→ **WHAT NEEDS TO BE DONE**: I need the lines from the one with "shade in the photo above." through the end of the material, copied exactly and with nothing else included.

*** EXTRACTED MATERIAL Section Begins ***

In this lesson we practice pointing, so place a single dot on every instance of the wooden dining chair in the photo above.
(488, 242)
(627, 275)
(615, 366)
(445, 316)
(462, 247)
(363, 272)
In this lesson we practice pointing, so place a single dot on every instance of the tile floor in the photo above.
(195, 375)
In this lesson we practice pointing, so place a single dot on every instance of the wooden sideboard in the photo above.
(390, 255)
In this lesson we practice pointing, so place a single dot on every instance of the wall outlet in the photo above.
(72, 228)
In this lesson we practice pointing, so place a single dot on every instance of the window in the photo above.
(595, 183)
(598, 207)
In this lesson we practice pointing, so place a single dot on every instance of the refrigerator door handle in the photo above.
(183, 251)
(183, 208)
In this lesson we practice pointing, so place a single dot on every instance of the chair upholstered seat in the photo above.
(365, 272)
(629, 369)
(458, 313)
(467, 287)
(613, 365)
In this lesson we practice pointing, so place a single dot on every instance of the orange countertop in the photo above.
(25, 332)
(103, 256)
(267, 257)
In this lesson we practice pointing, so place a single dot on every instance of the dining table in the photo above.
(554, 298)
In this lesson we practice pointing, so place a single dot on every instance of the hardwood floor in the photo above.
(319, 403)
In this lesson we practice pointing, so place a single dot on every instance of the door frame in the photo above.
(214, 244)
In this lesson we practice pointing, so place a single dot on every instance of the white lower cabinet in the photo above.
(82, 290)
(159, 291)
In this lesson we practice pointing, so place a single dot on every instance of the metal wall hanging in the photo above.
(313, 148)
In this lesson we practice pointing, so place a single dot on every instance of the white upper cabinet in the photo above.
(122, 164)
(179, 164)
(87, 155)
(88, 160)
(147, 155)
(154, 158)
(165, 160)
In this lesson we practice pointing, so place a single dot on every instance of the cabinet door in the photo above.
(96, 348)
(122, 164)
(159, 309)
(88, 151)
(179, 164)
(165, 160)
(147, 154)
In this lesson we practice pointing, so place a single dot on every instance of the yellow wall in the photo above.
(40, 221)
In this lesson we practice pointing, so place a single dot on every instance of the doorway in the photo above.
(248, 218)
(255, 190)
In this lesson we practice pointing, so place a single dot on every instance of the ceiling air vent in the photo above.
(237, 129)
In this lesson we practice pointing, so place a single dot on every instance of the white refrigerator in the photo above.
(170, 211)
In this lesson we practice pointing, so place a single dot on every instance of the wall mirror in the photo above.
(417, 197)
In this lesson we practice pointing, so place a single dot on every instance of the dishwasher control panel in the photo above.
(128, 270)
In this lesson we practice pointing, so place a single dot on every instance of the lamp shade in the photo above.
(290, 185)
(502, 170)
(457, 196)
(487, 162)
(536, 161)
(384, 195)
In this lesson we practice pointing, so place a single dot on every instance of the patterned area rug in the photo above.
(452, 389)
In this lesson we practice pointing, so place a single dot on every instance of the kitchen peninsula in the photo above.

*** EXTRACTED MATERIAL Section Ends ***

→ **SOLVED EXERCISE**:
In this lesson we practice pointing, so place a single dot on every instance of the lamp shade in the photo above.
(290, 185)
(502, 170)
(457, 196)
(487, 162)
(536, 161)
(384, 195)
In this lesson we practice pointing, so place a single dot on every instance of the patterned area rug in the photo above.
(452, 389)
In this lesson we practice pointing, so place a single dot on every instance of the kitchen peninsula in the photo above.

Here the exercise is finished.